◆ Tarefa obrigatória 1
No texto sobre reajustes de planos de saúde e previdência, qual foi a variação do IPCA nos últimos 15 anos?
◆ Tarefa obrigatória 2
Prossiga o texto sobre reajustes de planos de saúde e previdência a partir da sua última frase.

◆ Texto citado
Outro estudo realizado pelo IDEC analisou reajustes de 535 operadoras de saúde em planos com até 30 usuários de maio de 2013 a abril de 2014 e observou que 91% dos planos coletivos reajustaram as mensalidades com índices muito acima da inflação do último ano. Já nos planos coletivos com número superior a 30 usuários, observaram-se aumentos de até 70%.
Também é importante salientar que o índice que mede a inflação, IPCA, apresentou nos últimos 15 anos variação de 149,2%, enquanto os reajustes autorizados pela Agência Nacional de Saúde Suplementar – ANS, para os planos de saúde individuais, tiveram um aumento de 223,8% no período, o que pode ser observado a seguir:

Fonte: ANS, disponível em: http://www.ans.gov.br/ e Portal Brasil, disponível em: http://www.portalbrasil.net/
Diante desse quadro e visando minimizar os riscos da instabilidade social por um suposto agravamento da crise da saúde, há tempos que se fala no Brasil sobre a criação de um produto misto de previdência e saúde, tal como o VGBL Saúde nos casos das Entidades de Previdência Complementar Aberta e o PREVSAÚDE nas Entidades de Previdência Complementar Fechada, que ofereça ao trabalhador a possibilidade de constituir reservas para custear esses gastos na fase da aposentadoria. Assim, os recursos acumulados ou capital segurado poderiam, a critério do segurado ou do assistido, ser transferidos total ou parcialmente para auxiliar no custeio de contraprestações pecuniárias relativas a planos privados de assistência à saúde.
Enquanto estes produtos não são criados, a alternativa que resta aos cidadãos é lançar mão dos produtos de previdência, seguros e investimento já existentes. Nesta seara, existem situações que precisam ser muito bem consideradas para que o poupador/investidor possa dispor, com um bom grau de segurança, do dinheiro necessário para arcar com suas necessidades futuras.
Vejamos a seguinte situação. Para cumprir seu objetivo, é fundamental que qualquer investimento de longo prazo afira uma rentabilidade que supere o custo atual daquilo que se deseja consumir com o recurso investido. É um conceito econômico simples e no qual se baseia a poupança e a previdência: o indivíduo difere sua renda, deixando de consumir hoje para poder, no futuro, utilizar o dinheiro poupado (e seus rendimentos) na aquisição de bens e serviços. Assim, para que uma poupança que busque prover recursos a gastos futuros com saúde faça sentido, é necessário que a renda poupada hoje permita a aquisição da assistência à saúde que será necessária amanhã.

◆ Trechos dos dados
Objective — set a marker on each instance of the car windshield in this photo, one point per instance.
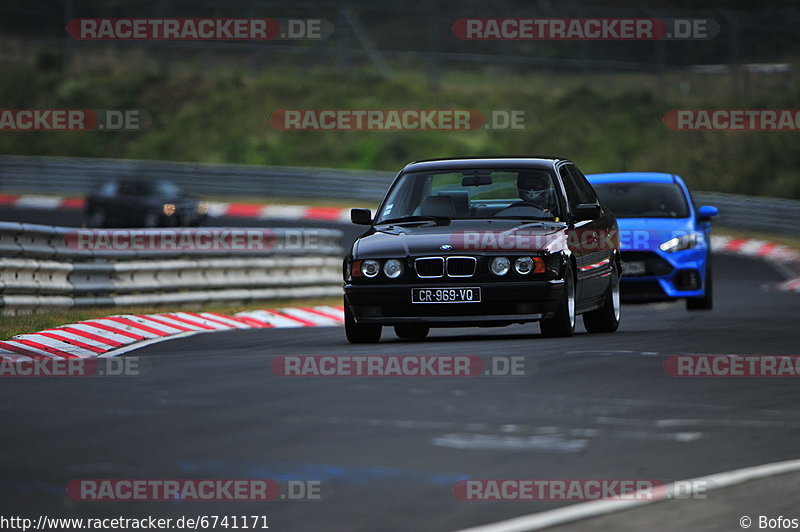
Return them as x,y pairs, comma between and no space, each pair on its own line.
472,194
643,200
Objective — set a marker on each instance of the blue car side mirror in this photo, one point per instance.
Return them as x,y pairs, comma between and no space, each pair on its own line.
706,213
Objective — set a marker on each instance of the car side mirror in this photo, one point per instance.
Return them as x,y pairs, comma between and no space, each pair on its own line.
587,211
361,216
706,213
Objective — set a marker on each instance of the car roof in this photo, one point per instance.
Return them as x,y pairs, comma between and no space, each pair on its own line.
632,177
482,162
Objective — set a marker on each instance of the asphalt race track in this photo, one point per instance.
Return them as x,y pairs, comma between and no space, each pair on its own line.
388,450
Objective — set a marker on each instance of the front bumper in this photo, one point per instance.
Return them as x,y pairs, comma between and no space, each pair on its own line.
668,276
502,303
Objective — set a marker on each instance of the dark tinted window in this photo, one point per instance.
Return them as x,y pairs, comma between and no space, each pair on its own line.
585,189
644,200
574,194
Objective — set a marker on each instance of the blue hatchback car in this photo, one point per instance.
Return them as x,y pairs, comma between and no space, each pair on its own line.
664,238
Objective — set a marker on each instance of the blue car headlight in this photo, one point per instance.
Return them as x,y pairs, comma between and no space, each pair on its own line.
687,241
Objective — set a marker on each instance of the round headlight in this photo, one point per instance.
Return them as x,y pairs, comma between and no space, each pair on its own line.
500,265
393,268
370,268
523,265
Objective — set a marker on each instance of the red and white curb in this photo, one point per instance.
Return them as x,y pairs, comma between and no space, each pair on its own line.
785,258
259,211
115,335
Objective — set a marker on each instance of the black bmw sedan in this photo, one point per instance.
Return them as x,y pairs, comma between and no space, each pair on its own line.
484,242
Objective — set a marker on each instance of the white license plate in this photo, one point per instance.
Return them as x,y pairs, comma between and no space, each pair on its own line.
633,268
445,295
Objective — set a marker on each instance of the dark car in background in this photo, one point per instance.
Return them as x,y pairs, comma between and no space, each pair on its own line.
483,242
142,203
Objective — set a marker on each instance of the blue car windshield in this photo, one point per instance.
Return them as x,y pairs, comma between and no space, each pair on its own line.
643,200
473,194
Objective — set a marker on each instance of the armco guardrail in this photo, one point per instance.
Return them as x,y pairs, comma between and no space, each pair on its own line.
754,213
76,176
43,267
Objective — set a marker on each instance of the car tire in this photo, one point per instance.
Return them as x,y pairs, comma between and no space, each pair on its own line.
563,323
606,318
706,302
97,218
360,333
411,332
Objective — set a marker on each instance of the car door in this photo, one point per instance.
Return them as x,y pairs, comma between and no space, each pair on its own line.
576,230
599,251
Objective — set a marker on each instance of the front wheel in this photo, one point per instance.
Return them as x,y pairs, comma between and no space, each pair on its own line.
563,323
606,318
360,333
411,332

...

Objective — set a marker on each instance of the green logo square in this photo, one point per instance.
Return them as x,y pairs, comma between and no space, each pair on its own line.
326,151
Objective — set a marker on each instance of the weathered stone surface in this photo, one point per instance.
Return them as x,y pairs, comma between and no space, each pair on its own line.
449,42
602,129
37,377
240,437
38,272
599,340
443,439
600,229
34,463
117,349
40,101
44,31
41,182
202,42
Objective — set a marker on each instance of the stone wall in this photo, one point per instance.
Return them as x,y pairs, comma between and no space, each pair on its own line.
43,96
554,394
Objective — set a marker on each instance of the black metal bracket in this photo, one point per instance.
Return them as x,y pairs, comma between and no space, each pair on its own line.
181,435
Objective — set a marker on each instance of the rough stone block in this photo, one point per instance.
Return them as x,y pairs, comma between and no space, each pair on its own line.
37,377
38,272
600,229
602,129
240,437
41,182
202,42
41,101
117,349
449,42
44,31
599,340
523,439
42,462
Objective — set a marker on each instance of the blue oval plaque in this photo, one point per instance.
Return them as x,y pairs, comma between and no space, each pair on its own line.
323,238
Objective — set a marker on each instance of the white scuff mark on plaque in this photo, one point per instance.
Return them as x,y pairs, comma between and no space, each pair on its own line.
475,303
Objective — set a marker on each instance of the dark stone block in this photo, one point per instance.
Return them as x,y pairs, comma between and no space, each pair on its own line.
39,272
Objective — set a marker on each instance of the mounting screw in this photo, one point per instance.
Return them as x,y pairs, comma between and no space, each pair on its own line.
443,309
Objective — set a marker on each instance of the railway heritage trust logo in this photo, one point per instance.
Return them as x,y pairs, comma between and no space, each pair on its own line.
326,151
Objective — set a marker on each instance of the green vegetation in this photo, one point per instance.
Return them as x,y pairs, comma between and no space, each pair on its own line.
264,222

◆ Resposta 1
O IPCA variou 149,2% nos últimos 15 anos.

◆ Resposta 2
Em outras palavras, é necessário que o valor acumulado no futuro, fruto do dinheiro poupado e da rentabilidade obtida ao longo dos anos, seja suficiente para arcar com os custos de saúde. E para que esta equação funcione, a rentabilidade do plano terá de acompanhar, minimamente, os reajustes nos planos de saúde.
Por se tratar de investimento de longo prazo, é difícil prever qual será esse resultado daqui a 30, 40 anos, seja sob a ótica da rentabilidade, seja da evolução dos custos com saúde. Mas é possível ter uma ideia de quão próximos têm andado os dois lados da equação nos últimos tempos.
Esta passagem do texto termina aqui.